◆ Document passage:
◇ ◇ ◇ ◇ ◇

Now there was a very famous study done
too long ago to matter which means 2023
in AI terms that suggest that synthetic
data generated by AI can't be reliably
used by AI.
That's not true anymore. Uh you have
reports coming out of multiple major
model makers that synthetic tokens are
useful in the process of training. And
now we've gone the next step.
There are reports that there are
automated
iterative improvements at multiple major
model makers driven by
autonomous AI. And so this that I've
seen leaks from both Anthropic and from
OpenAI on the internet both suggest
independently that they are working
through the concept of AIdriven
reinforcement learning. So instead of
humans saying is this a good thing or
not and driving reinforcement learning
which trains the model what responses to
prefer or not they're getting better
responses out of the model by letting AI
do the reinforcement learning on AI. AI
taking over the training of AI, which if
you're wondering is one of the big steps
toward a
generalized intelligence explosion
because if AI can do it, there's really
no barrier except power, right? You just
turn on more power and AI can do more of
it.
And so
in that world,
does data still matter if you can use AI
to generate synthetic tokens and then
use AI to reinforcement learn your way
through? And the answer may be you don't
really need the data, but you do have
alignment questions, and that's a
separate conversation.
But it's one of those things where I've
been watching the longer term trend line
since Nurips's uh which is the
conference IA spoke at where he talked
about the data piece and I've been
saying well what how's the data story
evolving in 2025 and I think the story
is basically executives are waking up
and shutting data off wherever they can
and at the same time model makers are
innovating and basically finding ways
for it not to matter. They're finding
ways for AI to drive reinforcement
learning on synthetic tokens. So it's
like well
if you cut off the data it doesn't
matter. You tell me where do you think
the data story is going in the rest of
2025.

◇ ◇ ◇ ◇ ◇

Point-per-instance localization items

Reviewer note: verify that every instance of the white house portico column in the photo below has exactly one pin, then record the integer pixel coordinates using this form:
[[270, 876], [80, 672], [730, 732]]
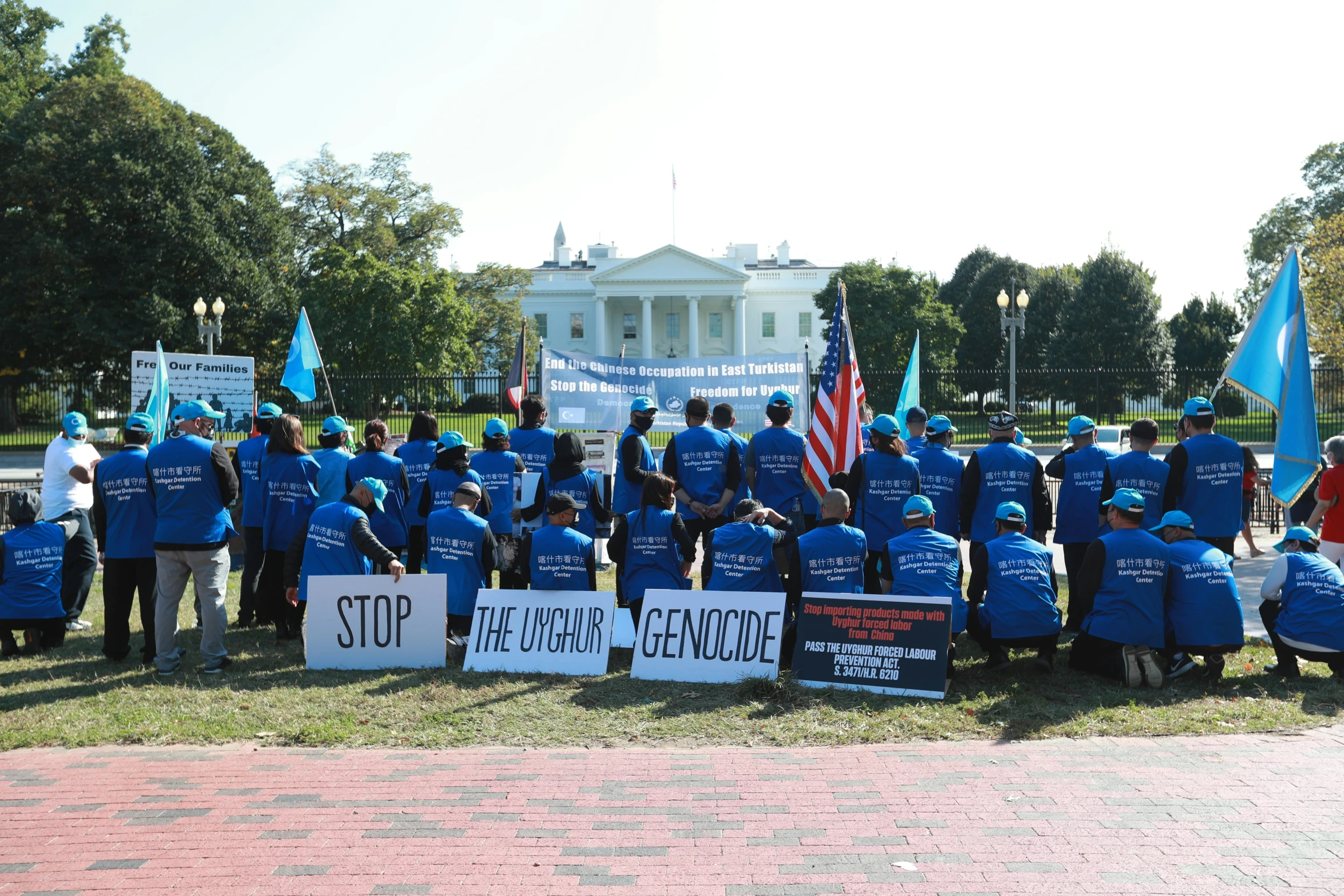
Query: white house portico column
[[694, 324]]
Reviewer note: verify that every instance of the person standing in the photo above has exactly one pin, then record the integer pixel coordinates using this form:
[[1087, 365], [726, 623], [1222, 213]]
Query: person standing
[[67, 495], [387, 520], [635, 457], [124, 516], [248, 471], [1081, 469], [289, 485], [194, 484], [1206, 477]]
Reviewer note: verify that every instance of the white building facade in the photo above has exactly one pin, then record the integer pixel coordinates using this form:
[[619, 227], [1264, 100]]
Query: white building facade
[[671, 302]]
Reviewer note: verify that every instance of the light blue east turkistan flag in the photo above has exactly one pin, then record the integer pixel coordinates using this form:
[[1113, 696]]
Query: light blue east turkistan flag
[[1273, 363], [159, 397], [303, 359], [909, 390]]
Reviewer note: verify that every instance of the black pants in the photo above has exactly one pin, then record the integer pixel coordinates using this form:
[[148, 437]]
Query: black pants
[[1288, 655], [78, 566], [414, 548], [1043, 644], [1078, 609], [250, 609], [121, 578]]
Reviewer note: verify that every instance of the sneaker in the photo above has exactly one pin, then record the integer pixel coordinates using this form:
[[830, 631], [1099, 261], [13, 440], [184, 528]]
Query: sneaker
[[1151, 668], [1179, 664]]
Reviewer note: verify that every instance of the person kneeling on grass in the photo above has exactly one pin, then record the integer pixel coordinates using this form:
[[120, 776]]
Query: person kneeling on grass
[[1304, 606], [1203, 610], [1123, 583], [1012, 593]]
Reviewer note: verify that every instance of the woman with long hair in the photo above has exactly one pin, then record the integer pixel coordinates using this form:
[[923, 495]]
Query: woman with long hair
[[289, 489], [389, 524]]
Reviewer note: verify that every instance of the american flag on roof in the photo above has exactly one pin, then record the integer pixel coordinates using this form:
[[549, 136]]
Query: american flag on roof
[[835, 439]]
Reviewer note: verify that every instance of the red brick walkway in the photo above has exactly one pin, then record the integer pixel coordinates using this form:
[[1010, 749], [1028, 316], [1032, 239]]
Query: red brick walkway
[[1175, 816]]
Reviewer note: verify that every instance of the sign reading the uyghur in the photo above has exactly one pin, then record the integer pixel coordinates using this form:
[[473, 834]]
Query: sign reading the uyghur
[[593, 393]]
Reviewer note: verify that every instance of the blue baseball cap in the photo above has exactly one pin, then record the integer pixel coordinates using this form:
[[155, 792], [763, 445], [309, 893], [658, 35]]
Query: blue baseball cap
[[74, 424], [1199, 406], [1174, 517], [378, 488], [886, 425], [918, 505], [1127, 500], [191, 410], [1081, 425], [939, 424]]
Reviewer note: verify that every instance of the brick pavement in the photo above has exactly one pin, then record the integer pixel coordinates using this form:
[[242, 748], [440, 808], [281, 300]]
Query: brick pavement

◇ ◇ ◇ ◇ ◇

◆ Exercise: Rewrite the stretch of the transcript on AI training data from "Now there was" through "the next step.", swapping "synthetic" for "artificial".

◆ Finished exercise:
Now there was a very famous study done
too long ago to matter which means 2023
in AI terms that suggest that artificial
data generated by AI can't be reliably
used by AI.
That's not true anymore. Uh you have
reports coming out of multiple major
model makers that artificial tokens are
useful in the process of training. And
now we've gone the next step.